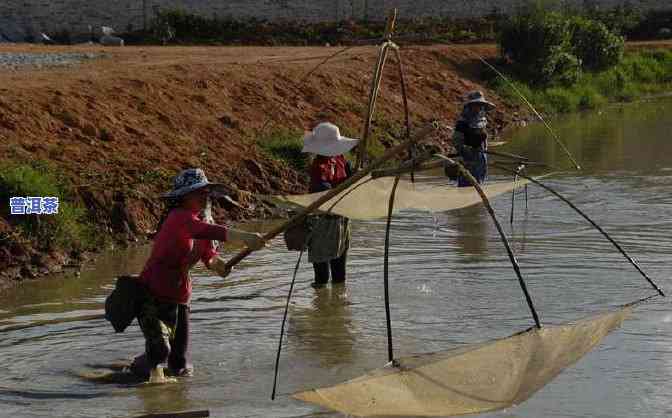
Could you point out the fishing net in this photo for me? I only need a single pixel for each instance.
(472, 379)
(369, 198)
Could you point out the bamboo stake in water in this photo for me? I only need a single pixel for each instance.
(555, 136)
(375, 87)
(386, 270)
(388, 155)
(282, 327)
(595, 225)
(491, 211)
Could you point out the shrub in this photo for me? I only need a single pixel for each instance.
(563, 68)
(285, 145)
(597, 47)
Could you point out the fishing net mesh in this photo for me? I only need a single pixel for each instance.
(369, 198)
(472, 379)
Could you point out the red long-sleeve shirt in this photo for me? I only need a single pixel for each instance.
(182, 241)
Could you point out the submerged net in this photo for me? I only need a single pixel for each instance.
(369, 198)
(473, 379)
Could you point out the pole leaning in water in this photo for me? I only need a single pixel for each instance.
(595, 225)
(386, 271)
(491, 211)
(389, 154)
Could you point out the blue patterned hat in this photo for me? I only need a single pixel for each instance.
(188, 181)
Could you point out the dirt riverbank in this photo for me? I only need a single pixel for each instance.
(118, 127)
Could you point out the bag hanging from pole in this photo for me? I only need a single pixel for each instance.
(123, 305)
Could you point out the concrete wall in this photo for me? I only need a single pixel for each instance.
(18, 16)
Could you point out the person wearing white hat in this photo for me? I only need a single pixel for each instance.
(184, 238)
(330, 235)
(470, 137)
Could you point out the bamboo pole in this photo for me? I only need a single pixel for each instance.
(595, 225)
(282, 327)
(375, 86)
(509, 251)
(389, 154)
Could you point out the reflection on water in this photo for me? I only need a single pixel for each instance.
(324, 328)
(451, 284)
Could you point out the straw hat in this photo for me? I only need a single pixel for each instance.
(326, 140)
(188, 181)
(478, 97)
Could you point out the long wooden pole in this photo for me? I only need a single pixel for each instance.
(509, 251)
(389, 154)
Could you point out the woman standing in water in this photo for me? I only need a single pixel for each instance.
(471, 139)
(184, 238)
(330, 234)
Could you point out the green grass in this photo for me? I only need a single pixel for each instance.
(285, 145)
(68, 229)
(638, 74)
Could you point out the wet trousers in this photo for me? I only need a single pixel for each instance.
(336, 266)
(165, 327)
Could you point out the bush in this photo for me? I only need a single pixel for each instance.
(596, 47)
(285, 145)
(563, 69)
(67, 229)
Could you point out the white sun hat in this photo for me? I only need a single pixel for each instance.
(326, 140)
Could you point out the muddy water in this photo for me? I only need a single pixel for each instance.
(451, 284)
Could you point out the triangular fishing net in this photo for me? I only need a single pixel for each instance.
(369, 198)
(473, 379)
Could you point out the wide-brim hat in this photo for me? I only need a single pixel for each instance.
(188, 181)
(479, 98)
(326, 140)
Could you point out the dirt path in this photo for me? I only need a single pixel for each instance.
(119, 127)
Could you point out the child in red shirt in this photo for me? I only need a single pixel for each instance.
(183, 240)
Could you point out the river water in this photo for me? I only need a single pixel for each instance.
(451, 284)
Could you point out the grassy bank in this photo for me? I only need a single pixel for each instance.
(639, 74)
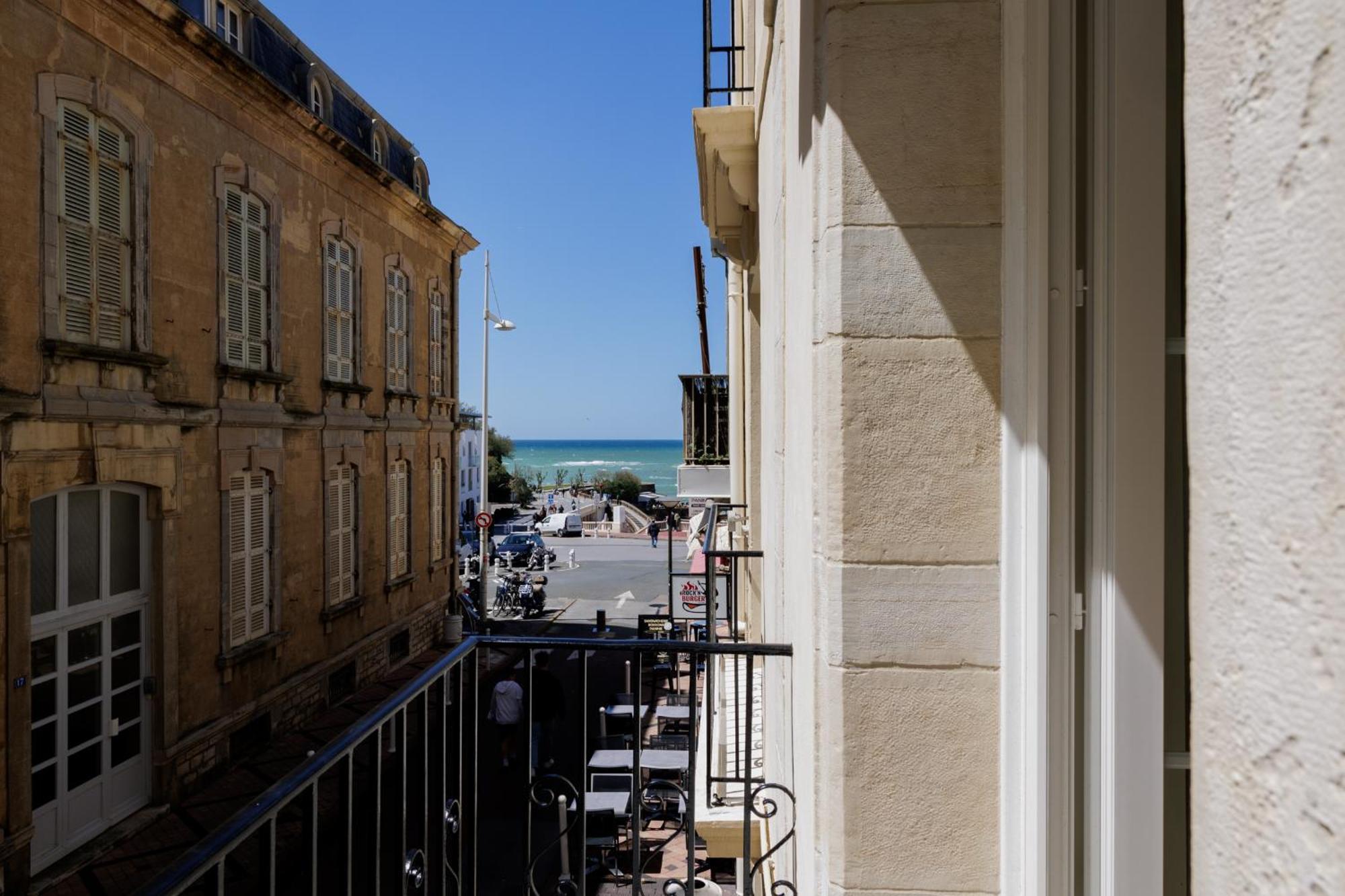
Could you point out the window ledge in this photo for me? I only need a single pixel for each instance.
(337, 611)
(60, 349)
(255, 376)
(251, 650)
(353, 388)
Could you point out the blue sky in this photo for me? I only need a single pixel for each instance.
(560, 134)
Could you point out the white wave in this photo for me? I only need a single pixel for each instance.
(598, 463)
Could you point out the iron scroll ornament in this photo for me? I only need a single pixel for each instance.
(769, 809)
(453, 823)
(544, 792)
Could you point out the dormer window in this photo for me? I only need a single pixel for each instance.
(228, 24)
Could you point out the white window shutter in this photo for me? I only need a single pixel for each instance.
(237, 560)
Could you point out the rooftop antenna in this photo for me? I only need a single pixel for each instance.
(700, 310)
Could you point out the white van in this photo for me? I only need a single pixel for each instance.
(562, 525)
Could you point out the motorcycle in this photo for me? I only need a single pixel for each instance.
(539, 557)
(532, 595)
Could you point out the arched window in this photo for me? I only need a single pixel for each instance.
(342, 533)
(93, 244)
(399, 520)
(247, 279)
(340, 300)
(438, 483)
(249, 537)
(399, 330)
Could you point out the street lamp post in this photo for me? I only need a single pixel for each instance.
(505, 326)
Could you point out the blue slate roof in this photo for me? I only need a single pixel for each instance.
(286, 63)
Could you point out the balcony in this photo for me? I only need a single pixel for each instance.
(415, 797)
(705, 438)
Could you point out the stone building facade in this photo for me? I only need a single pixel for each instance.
(228, 401)
(1035, 331)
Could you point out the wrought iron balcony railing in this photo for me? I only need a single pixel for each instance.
(420, 797)
(705, 419)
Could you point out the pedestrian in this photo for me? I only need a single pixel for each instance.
(548, 706)
(506, 709)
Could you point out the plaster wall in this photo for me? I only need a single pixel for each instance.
(879, 278)
(1266, 393)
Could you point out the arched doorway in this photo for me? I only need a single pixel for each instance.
(89, 594)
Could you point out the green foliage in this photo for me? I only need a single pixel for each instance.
(623, 486)
(521, 491)
(497, 481)
(500, 446)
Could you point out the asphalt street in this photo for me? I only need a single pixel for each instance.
(623, 576)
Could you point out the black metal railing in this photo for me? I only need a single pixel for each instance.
(705, 419)
(723, 64)
(434, 791)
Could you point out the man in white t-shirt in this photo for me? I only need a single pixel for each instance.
(506, 710)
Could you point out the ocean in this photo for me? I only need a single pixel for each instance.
(654, 460)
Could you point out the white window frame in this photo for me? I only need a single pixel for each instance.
(438, 505)
(399, 518)
(438, 329)
(248, 546)
(223, 14)
(54, 91)
(397, 319)
(342, 526)
(341, 315)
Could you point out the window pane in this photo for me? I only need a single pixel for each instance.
(83, 545)
(124, 537)
(44, 555)
(84, 725)
(126, 706)
(44, 786)
(45, 700)
(44, 657)
(44, 743)
(84, 685)
(126, 745)
(84, 643)
(84, 766)
(126, 630)
(126, 667)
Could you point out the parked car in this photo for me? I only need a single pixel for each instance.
(562, 525)
(518, 546)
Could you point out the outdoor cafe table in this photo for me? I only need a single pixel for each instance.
(653, 759)
(598, 801)
(662, 712)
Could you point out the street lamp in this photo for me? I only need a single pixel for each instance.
(504, 326)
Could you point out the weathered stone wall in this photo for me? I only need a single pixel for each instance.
(1266, 397)
(880, 184)
(77, 421)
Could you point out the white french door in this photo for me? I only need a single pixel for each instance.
(91, 717)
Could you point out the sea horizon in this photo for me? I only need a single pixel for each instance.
(654, 460)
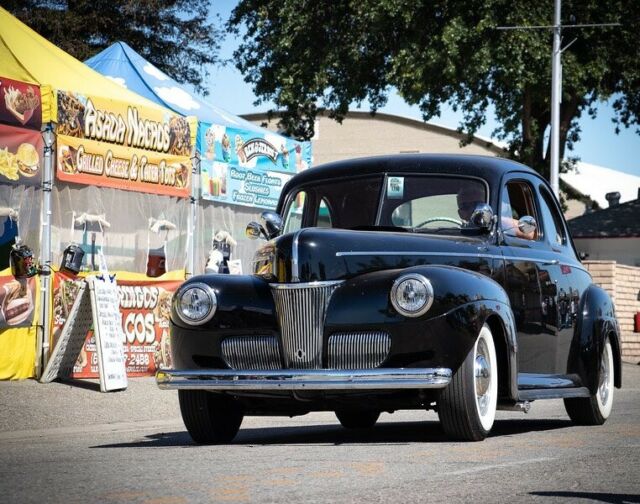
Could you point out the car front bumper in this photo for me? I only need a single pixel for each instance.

------------------------------------

• TASK TO COMPLETE: Write the listing above out again word for word, excluding all images.

• EXPECTED ANSWER:
Could you point out the fishing net in this photo for me? I only need a single pixel for each instance.
(472, 379)
(369, 198)
Could you point out the bamboo stake in water in this photo for me? I only need a single pixel for each instance.
(555, 136)
(375, 87)
(386, 270)
(388, 155)
(282, 327)
(595, 225)
(491, 211)
Could you point out the shrub in this photo for me? I only need a single pixel for each instance.
(563, 68)
(285, 145)
(597, 47)
Could you point out the fishing net mesh in this photo for me? I only need a single pixel for each instance.
(369, 198)
(472, 379)
Could you point out the red long-sleeve shirt in this photo for me? I only need a single pixel for each instance.
(182, 241)
Could you point out the submerged net in this photo for me? I only need a single pixel for each instance.
(369, 198)
(473, 379)
Could you point out the pole leaning in water in this photo for me? I only need a single pixel for each instance.
(595, 225)
(386, 271)
(491, 211)
(389, 154)
Could you point out the blue patterned hat in this photo for me? I only need a single pixel for each instance.
(188, 181)
Could you point out the dirt riverbank in this photo for me? I only need a single pixel for each instance.
(118, 127)
Could you point out the bag hanging from pole in this photo for me? I only need a single pixel for each instance.
(123, 305)
Could you point out the concrete wall in this photo for me? I only need a single pixel for each instance.
(18, 16)
Could you point out the person wearing white hat in this photo for me? I only need a single pixel for each instance.
(184, 238)
(330, 235)
(470, 137)
Could you point out the bamboo pole in this photo for me? I only need a single pixel for each instance.
(595, 225)
(282, 327)
(375, 86)
(509, 251)
(389, 154)
Could you point out the reflection on water in this photo for me? I only need a single pixel for each instance.
(324, 328)
(451, 284)
Could you point out the straw hat in this photo for me? I only need a single pixel for each instance.
(326, 140)
(188, 181)
(478, 97)
Could you point out the long wooden pole in this photo for me? I only need a single pixel for each instance.
(509, 251)
(389, 154)
Could you point out the woman standing in water in this photo for me? I only need a single pixel for each instance.
(471, 139)
(184, 238)
(330, 234)
Could you point out the green grass in this photo for me? I only need a single pixel for each instance.
(285, 145)
(68, 229)
(638, 74)
Could you point out the wet trousers in this photo for me? I only need a single pixel for each instance.
(336, 266)
(165, 327)
Could you point out the bush in this photo for me? I only need a single pixel for each instance.
(596, 47)
(285, 145)
(563, 69)
(67, 229)
Could you point out the white sun hat in this photo for me? I only need a single pixel for each instance.
(326, 140)
Could you point out the muddy water in this photo for me? I only need a single pixel for each instance.
(451, 284)
Could you point out the triangular fishing net in this photo for me? I only need a single pixel for each instance.
(369, 198)
(473, 379)
Could you point out the wide-brim hat in this photo for me? I only need a single pixel for each instance.
(188, 181)
(479, 98)
(326, 140)
Could you point out the dirt path in this photo for me? I only need a single pixel for each instance.
(119, 127)
Could you point out the child in red shirt in this photo for me? I only need a single pixel for each instance.
(183, 240)
Could you point out the river water in this photo for me? I only need a single pixel for each instance.
(451, 284)
Could you point out the grassy bank in this photo for me? I only need a single pixel for each instance.
(639, 74)
Could you point out the window ledge in this photo for me? I only need a single pixel for each instance.
(337, 611)
(60, 349)
(255, 376)
(251, 650)
(353, 388)
Could you point out the blue sky in this photo for me? I only need a single pixel for each instance.
(560, 134)
Could you point out the white wave in this photo for me? I only need a single pixel for each instance.
(598, 463)
Could you point out the iron scroll ornament in this photo for me? I only need a single pixel for each instance.
(769, 809)
(453, 823)
(544, 792)
Could you point out the dormer window in this photo for me? I only need a single pixel for each instance.
(228, 24)
Could you point out the white window shutter in this photo for me? I only need a single pixel for each instance.
(237, 560)
Could you point out the rooftop antenna in this photo for me? I only need a single pixel for each instance.
(700, 310)
Could you point out the white van in this photo for me? I only need a single pixel for each instance.
(562, 525)
Could you point out the motorcycle in this photo for me? I only need a single pixel for each instance.
(539, 557)
(532, 595)
Could you point out the arched window in this photo for me? I only need a single pixel for each instance.
(342, 533)
(93, 244)
(399, 520)
(247, 279)
(340, 300)
(438, 483)
(249, 537)
(399, 330)
Could you point out the street lamp post in this photo for me? I only need a single pixel for each instance.
(505, 326)
Could you point out the blue slate roof in this photo for me? I only need a single pixel for each instance.
(286, 63)
Could you point out the balcony in this photo for me? I only need a single pixel for each instance.
(415, 797)
(705, 438)
Could you point out the stone building facade in this photo for me? I only need a single pixel for each instance.
(228, 401)
(1035, 331)
Could you point out the wrought iron balcony railing in this photo for me? I only need a single pixel for each instance.
(420, 797)
(705, 419)
Could you point out the pedestrian in this photo for me? I only need a single pixel for each instance.
(548, 706)
(506, 709)
Could you point out the plaster wall in this photo for me? I only need a single pixel for each instance.
(879, 278)
(1266, 393)
Could you point out the arched doorway in this photo for me? I only need a single pixel for each instance.
(89, 594)
Could you point out the green foliage in this photo for me? I only need a single pixel for each instance.
(623, 486)
(521, 491)
(497, 481)
(500, 446)
Could you point out the asphalt street in this photo for me? I only need a single pixel for each instance.
(623, 576)
Could you point out the black metal railing in this photo for me? I only need a single pixel for each instance.
(705, 419)
(723, 64)
(434, 791)
Could you point out the man in white t-shirt in this photo for me? I only need a single pixel for each instance.
(506, 710)
Could you point out the ocean in this photo for me? I only need a single pixel for each instance.
(654, 460)
Could you point out the white window frame in this photo for me? I only need a single pixel for each instance.
(438, 505)
(399, 518)
(438, 329)
(248, 546)
(223, 14)
(54, 91)
(397, 319)
(342, 526)
(341, 315)
Could you point out the window pane in this photo for me? I only need a single pixel for each instance.
(83, 545)
(124, 537)
(44, 555)
(84, 725)
(126, 706)
(44, 786)
(45, 700)
(44, 657)
(44, 743)
(84, 685)
(126, 745)
(84, 643)
(84, 766)
(126, 630)
(126, 667)
Could you point out the parked car in this photo for me? I only need a single pixel for each instance.
(562, 525)
(518, 546)
Could you point out the outdoor cafe table in this photo for me? I only need a single pixel for each instance.
(653, 759)
(598, 801)
(662, 712)
Could you point out the street lamp in this photo for me? I only need a single pixel for each instance.
(504, 326)
Could you point out the weathered stone wall in this photo for me? I only need a single pixel for each instance.
(1266, 397)
(880, 184)
(77, 421)
Could you point out the white french door in this photo for me? I only need a single pixel for each instance.
(91, 717)
Could you point out the sea horizon in this photo for me? I only need a single pixel for each instance.
(654, 460)
Could you point out the car front bumper in this photo for me? I only need a single pixel for each instance.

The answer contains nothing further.